WRITTEN PROBLEM »
Convert the entries below into a JSON list of strings with one string per line, skipping blank lines and leaving out the picture lines.
Start of PROVIDED RECORDS
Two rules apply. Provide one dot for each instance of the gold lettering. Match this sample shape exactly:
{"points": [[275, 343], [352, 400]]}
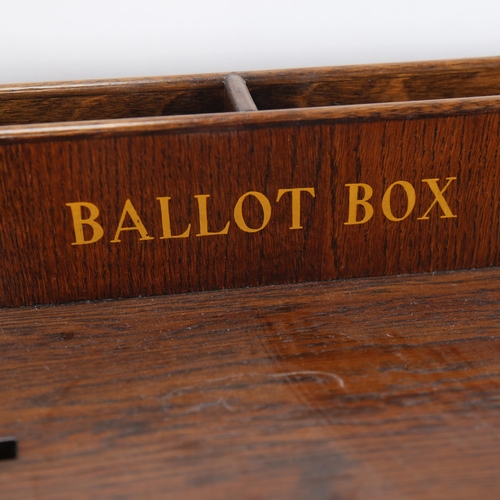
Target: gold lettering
{"points": [[386, 200], [238, 212], [295, 203], [354, 202], [138, 225], [79, 222], [202, 207], [439, 198], [165, 220]]}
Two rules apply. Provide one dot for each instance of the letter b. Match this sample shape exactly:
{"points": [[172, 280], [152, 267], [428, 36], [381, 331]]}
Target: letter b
{"points": [[79, 222]]}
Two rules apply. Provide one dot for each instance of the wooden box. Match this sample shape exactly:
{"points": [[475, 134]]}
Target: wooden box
{"points": [[319, 387], [153, 186]]}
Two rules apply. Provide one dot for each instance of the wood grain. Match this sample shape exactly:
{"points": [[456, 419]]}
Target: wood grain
{"points": [[368, 388], [39, 176], [141, 97]]}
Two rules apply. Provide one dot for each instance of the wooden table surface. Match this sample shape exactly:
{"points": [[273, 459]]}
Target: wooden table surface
{"points": [[367, 388]]}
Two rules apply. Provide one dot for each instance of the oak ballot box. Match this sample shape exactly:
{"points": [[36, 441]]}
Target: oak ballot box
{"points": [[144, 187], [157, 186]]}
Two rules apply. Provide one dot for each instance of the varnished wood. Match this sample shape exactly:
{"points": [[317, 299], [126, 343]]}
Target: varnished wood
{"points": [[312, 87], [368, 388], [226, 155]]}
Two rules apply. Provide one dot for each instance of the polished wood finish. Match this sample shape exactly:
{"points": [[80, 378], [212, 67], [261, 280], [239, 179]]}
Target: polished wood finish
{"points": [[449, 129], [368, 388]]}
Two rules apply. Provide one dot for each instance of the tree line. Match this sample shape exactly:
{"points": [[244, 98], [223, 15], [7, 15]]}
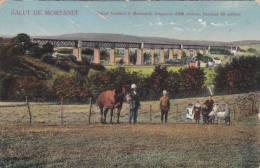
End of PROVIDED RECORDS
RESULT FOR THIS EXERCISE »
[
  "Two rules apply. Provide one dot for each instance of the gold lettering. Match this sample shape exactly:",
  "{\"points\": [[275, 343], [352, 400]]}",
  "Target: gold lettering",
  "{\"points\": [[386, 200], [238, 212], [295, 203], [354, 202], [138, 225], [79, 222], [202, 207], [439, 198], [165, 220]]}",
  "Two rules apply. Provide one dot for each instance of the letter b. Match this sample shape exactly:",
  "{\"points\": [[172, 280], [152, 267], [428, 36], [381, 331]]}",
  "Target: letter b",
  "{\"points\": [[79, 222]]}",
  "Two rules apply. Provide one dot for each instance of the wooden box. Match this sample shape exactly:",
  "{\"points\": [[475, 134]]}",
  "Target: wooden box",
  "{\"points\": [[319, 387], [153, 186]]}",
  "Two rules apply. Provide one dot for each instance of the wood grain. Match this sample shape exactly:",
  "{\"points\": [[456, 419]]}",
  "Target: wood grain",
  "{\"points\": [[368, 388], [39, 176], [141, 97]]}",
  "Two rules apply. Provide one dot for each instance of the wooden table surface. Match this sample shape exactly:",
  "{\"points\": [[273, 459]]}",
  "Target: wooden table surface",
  "{\"points\": [[367, 388]]}",
  "Two rules apply. Provide one dot for each instance of the oak ballot box. Match this sample shape exactly:",
  "{\"points\": [[36, 441]]}",
  "Target: oak ballot box",
  "{\"points\": [[144, 187], [157, 186]]}",
  "Two rules apply. Provide one dot for each instance of the varnished wood. Match this sample shape exactly:",
  "{\"points\": [[317, 299], [126, 343]]}",
  "Target: varnished wood",
  "{\"points\": [[312, 87], [368, 388], [226, 155]]}",
  "Two rules apply. Provide one dot for each instance of the polished wood finish. Match this sample shape exactly:",
  "{\"points\": [[80, 378], [212, 67], [261, 280], [239, 179]]}",
  "Target: polished wood finish",
  "{\"points\": [[449, 129], [368, 388]]}",
  "Two rules apply. Provide one dot for each instance of the tree line. Match this sample shape exactly:",
  "{\"points\": [[244, 98], [223, 15], [7, 15]]}"
]